Material shown:
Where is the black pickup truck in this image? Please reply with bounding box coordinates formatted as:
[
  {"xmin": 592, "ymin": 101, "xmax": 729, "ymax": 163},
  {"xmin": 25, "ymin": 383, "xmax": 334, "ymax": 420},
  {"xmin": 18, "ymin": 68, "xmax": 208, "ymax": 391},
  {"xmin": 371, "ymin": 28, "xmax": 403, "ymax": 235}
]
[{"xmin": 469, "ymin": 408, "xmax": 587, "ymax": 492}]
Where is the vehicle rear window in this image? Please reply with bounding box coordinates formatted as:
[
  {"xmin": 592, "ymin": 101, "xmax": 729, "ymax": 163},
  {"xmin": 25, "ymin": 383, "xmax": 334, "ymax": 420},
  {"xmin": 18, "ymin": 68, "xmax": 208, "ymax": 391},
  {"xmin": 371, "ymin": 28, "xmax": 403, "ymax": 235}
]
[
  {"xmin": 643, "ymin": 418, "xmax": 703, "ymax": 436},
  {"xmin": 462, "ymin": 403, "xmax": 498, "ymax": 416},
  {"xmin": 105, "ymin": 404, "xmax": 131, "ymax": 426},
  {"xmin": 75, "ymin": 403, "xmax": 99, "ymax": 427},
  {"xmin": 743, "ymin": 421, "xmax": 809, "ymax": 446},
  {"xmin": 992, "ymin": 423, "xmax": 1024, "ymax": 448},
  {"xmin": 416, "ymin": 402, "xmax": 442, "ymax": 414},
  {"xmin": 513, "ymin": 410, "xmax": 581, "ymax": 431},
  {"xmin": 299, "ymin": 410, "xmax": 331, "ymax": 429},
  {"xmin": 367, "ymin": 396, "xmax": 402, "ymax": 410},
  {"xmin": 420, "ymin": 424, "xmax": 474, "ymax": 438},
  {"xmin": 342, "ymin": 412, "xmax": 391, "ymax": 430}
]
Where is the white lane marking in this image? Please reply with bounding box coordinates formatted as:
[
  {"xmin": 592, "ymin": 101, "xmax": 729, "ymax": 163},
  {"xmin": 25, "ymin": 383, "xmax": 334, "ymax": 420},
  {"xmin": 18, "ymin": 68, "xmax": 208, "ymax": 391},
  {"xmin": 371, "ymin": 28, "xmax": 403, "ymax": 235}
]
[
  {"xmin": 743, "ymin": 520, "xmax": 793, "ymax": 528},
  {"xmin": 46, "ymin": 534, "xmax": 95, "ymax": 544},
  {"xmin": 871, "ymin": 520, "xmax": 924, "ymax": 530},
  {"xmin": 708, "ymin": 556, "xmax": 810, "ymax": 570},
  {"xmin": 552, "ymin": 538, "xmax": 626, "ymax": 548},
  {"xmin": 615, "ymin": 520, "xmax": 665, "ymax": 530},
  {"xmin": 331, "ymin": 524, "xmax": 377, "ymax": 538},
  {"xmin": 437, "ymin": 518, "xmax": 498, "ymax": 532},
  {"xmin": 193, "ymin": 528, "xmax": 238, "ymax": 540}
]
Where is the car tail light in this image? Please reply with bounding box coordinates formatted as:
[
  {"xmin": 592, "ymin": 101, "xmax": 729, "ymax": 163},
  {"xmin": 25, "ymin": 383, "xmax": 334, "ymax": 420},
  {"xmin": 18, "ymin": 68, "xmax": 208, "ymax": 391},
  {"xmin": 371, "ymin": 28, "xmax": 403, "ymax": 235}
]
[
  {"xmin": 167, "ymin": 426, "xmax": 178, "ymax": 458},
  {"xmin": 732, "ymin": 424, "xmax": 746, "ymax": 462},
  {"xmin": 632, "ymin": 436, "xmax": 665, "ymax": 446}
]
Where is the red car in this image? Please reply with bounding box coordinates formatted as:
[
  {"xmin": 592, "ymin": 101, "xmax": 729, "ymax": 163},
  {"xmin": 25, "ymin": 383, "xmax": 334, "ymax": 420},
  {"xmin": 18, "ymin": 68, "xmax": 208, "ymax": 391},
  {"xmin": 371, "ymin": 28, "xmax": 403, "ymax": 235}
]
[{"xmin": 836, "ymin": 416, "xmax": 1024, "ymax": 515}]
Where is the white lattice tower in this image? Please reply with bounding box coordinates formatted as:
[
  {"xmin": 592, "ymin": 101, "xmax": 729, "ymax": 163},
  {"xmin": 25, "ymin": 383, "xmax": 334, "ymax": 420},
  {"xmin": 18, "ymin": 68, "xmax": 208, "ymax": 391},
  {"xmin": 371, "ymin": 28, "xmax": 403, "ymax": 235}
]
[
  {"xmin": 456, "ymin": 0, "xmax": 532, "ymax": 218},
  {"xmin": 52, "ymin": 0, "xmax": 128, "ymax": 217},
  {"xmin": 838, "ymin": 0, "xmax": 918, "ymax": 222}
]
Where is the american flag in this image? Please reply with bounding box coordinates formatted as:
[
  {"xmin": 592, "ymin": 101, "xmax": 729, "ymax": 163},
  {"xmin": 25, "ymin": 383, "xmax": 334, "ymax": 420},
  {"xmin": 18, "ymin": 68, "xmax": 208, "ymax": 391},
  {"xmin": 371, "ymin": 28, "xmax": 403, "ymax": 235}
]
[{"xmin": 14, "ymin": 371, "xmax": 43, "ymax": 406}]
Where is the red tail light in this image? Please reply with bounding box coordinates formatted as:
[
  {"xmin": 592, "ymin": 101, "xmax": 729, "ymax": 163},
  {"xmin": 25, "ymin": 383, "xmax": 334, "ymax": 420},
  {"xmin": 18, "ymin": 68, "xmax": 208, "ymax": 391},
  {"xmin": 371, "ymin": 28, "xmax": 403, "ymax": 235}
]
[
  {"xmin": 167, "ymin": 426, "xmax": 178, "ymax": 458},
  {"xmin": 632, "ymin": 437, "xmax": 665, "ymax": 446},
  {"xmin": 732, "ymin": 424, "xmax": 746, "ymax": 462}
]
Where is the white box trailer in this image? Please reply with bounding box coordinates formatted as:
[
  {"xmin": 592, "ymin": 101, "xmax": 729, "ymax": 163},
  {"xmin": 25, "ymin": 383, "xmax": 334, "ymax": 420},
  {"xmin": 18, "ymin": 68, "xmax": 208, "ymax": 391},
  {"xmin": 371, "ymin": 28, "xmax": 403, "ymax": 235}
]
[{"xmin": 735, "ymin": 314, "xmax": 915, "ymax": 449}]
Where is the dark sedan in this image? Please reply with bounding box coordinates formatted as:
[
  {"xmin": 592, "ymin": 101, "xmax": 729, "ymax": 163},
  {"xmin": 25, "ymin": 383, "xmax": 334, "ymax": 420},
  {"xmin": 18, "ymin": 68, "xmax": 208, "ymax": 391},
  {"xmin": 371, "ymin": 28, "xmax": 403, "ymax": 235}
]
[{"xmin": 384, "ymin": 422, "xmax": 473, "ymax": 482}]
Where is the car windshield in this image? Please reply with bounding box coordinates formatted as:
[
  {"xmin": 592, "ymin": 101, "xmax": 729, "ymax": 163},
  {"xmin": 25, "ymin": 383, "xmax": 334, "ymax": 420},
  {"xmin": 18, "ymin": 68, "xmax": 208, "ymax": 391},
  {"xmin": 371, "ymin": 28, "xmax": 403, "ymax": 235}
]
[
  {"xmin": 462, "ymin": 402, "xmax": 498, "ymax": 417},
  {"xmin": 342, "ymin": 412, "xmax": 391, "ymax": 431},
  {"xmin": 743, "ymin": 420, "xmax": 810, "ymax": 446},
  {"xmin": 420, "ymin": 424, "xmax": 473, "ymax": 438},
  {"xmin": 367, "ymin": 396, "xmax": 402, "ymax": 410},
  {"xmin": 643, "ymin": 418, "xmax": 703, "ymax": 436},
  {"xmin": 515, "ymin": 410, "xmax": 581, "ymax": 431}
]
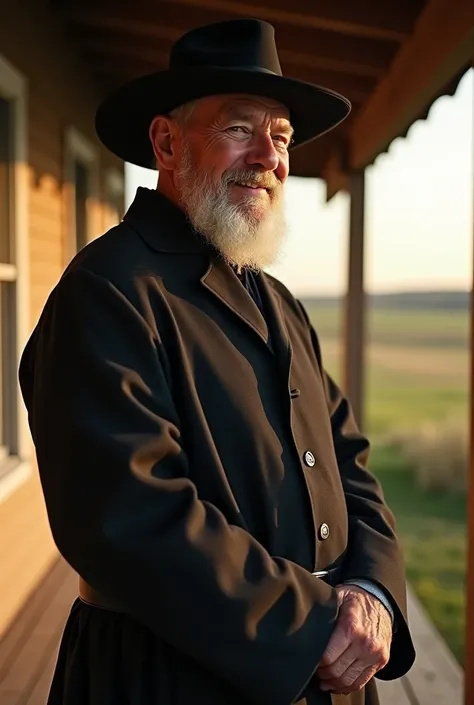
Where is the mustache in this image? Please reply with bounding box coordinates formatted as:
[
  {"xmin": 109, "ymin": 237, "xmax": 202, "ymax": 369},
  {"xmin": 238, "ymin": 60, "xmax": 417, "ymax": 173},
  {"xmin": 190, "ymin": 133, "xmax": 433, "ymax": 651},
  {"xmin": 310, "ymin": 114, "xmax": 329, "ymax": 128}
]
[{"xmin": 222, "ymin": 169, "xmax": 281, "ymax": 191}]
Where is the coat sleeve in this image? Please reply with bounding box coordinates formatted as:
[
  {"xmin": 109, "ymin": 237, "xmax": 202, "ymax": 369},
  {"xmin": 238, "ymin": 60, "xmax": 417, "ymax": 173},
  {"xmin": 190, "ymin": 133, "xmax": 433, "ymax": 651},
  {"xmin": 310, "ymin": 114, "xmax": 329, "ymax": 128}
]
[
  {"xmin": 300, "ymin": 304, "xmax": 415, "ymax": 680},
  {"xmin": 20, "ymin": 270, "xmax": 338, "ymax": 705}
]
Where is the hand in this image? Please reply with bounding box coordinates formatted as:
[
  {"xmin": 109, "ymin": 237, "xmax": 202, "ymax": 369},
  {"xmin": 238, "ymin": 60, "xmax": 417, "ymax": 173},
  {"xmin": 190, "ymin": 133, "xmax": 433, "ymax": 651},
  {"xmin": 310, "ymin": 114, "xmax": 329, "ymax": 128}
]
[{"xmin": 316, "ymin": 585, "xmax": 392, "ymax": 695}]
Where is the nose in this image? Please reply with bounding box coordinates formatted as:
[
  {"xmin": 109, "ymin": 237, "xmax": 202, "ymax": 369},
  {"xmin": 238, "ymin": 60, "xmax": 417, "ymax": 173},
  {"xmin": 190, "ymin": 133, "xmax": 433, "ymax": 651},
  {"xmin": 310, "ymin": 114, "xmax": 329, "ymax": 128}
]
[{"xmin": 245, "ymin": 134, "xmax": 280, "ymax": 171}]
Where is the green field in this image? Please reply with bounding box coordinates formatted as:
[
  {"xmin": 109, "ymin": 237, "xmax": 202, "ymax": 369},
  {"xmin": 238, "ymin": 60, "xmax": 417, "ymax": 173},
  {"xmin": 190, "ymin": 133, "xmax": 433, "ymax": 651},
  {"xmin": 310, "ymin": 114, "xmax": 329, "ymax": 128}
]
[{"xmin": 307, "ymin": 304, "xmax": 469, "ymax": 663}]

Requirement:
Collect every line of the material above that contains the word "light", and copy each such line in full.

Answer to the problem:
Where is the car tail light in this image? Please reply with bounding box coordinates formatted as:
Where is the red tail light in this image? Please reply with bounding box coordinates formatted as:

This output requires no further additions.